In a plot that involved Nicholas’ own cousin, Rasputin was killed. He was captured, tied up and then thrown into a river. Prior to that several attempts were made on Rasputin’s life, including poisoning, which he somehow came out unscathed.
Even with Rasputin gone, the dissatisfaction among many Russians with Czar Nicholas and his wife had did not seem to abate. World War I was biting the Russian economy and the people’s suffering kept multiplying. To make matters worse, the casualties from the war kept stacking up. By March 1917, the country had reached a tipping point. Almost a quarter of million people took to the streets of St. Petersburg (formerly known as Petrograd) to express their unwavering discontent to the way Nicholas was handling the war as well as the economy.
In what was obviously a bad decision, the czar unleashed the army upon the protesters. Many of the soldiers were reluctant to follow the czar’s orders as soldiers had grown a bit of conscience. There were still some few soldiers who obeyed their commanders and shot into the crowd, killing thousands of people. Protests would continue, spreading from the capital city before metamorphosing into a full-blown revolution – i.e. the 1917 Russian Revolution.
The protesters, who had full control over St. Petersburg, forced Nicholas to abdicate his throne in favor of his younger brother, Grand Duke Mikhail. Sensing how far the protesters were willing to go, Mikhail was right in turning down Nicholas’ offer. By so doing the three-century-old Romanov dynasty ended.

→ RECORDS SHOWN
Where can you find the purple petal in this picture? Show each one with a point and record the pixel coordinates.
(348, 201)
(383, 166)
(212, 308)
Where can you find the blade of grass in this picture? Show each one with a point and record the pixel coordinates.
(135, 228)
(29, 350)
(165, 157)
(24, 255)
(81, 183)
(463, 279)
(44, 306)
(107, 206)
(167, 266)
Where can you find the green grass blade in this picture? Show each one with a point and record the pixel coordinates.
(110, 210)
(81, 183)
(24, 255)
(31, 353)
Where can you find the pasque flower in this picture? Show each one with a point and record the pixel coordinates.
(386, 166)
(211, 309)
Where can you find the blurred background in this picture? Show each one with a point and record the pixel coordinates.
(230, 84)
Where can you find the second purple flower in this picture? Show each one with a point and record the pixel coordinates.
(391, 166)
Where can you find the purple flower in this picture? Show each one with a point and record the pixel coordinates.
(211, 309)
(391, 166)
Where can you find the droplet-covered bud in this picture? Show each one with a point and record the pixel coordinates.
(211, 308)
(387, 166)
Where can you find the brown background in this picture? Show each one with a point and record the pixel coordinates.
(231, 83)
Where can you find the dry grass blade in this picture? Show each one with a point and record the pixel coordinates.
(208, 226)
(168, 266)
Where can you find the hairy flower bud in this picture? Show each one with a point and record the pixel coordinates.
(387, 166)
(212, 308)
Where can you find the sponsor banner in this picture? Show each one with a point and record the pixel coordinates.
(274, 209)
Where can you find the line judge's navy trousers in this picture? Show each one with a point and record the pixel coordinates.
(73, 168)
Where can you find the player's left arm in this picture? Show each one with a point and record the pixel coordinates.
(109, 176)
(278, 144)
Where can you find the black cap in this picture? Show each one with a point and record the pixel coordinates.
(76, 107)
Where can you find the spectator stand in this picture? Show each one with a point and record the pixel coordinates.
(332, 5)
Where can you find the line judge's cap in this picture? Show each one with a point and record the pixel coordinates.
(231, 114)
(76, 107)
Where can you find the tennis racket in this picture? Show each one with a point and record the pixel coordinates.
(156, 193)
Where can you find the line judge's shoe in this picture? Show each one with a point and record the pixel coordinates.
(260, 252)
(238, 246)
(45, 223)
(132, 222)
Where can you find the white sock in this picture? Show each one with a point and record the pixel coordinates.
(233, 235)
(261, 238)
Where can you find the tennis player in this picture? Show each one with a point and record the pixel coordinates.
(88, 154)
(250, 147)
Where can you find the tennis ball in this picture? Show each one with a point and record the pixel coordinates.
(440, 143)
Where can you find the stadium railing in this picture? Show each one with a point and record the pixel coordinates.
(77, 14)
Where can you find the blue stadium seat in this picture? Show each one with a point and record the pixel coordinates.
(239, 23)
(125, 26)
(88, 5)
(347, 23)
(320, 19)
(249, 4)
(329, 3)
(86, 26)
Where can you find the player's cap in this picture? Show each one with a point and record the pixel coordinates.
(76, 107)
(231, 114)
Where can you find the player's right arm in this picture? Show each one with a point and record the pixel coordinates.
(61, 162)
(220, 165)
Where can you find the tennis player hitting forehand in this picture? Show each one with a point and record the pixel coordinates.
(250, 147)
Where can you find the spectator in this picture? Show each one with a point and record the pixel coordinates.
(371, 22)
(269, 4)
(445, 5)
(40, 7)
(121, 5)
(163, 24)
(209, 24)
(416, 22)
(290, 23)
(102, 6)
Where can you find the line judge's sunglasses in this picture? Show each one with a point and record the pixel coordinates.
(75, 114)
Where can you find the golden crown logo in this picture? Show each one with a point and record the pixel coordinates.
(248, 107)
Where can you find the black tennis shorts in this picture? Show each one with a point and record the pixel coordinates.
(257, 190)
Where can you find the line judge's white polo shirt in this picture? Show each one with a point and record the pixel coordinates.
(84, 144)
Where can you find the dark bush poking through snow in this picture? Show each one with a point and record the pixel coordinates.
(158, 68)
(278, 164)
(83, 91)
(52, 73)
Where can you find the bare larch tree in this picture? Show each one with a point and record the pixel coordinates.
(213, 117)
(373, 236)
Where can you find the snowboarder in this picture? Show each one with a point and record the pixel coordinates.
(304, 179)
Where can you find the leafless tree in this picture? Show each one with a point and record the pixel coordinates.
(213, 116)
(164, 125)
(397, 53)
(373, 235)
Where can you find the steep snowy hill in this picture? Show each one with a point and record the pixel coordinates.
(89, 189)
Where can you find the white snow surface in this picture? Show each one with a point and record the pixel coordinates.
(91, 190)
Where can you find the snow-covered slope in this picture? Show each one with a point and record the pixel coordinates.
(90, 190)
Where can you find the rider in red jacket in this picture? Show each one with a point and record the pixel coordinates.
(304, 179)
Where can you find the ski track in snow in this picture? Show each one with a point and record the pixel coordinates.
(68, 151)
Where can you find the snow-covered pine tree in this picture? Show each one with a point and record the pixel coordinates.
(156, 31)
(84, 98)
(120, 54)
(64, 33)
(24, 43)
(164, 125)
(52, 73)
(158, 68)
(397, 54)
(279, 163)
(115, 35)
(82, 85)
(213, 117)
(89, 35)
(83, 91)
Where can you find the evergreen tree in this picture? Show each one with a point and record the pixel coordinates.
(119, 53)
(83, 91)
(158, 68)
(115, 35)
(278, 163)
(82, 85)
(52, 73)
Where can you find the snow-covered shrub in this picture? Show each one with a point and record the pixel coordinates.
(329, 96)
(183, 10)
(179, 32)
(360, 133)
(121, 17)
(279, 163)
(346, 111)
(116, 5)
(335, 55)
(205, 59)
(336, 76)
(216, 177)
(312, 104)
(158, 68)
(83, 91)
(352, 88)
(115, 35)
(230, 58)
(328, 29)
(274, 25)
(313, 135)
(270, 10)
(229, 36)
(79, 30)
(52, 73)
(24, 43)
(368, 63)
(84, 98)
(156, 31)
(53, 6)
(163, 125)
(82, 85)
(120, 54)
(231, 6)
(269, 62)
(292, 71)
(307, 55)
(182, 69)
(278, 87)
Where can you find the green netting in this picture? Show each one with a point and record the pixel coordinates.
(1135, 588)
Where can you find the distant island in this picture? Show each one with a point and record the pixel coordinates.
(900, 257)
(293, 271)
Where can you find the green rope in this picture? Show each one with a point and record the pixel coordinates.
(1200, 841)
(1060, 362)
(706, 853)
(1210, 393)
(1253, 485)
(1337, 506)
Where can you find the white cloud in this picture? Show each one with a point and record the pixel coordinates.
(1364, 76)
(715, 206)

→ EXERCISE SET
(a) Answer these questions from the text on Rasputin and the 1917 revolution:
(i) How was Rasputin killed?
(ii) About how many people took to the streets of St. Petersburg by March 1917?
(iii) In favor of whom was Nicholas forced to give up his throne?
(b) In the text on Rasputin and the 1917 revolution, begin at the words "In what was" and stop after "1917 Russian Revolution.". Rewrite that part with "czar" changed to "emperor" throughout.
(c) List every person the text on Rasputin and the 1917 revolution refers to by name.
Answer from the Rasputin and revolution text alone, without using anything in the lines.

→ ANSWERS
(a)
(i) He was captured, tied up and then thrown into a river.
(ii) Almost a quarter of a million people.
(iii) His younger brother, Grand Duke Mikhail.

(b)
In what was obviously a bad decision, the emperor unleashed the army upon the protesters. Many of the soldiers were reluctant to follow the emperor’s orders as soldiers had grown a bit of conscience. There were still some few soldiers who obeyed their commanders and shot into the crowd, killing thousands of people. Protests would continue, spreading from the capital city before metamorphosing into a full-blown revolution – i.e. the 1917 Russian Revolution.

(c)
Rasputin
Nicholas (Czar Nicholas)
Grand Duke Mikhail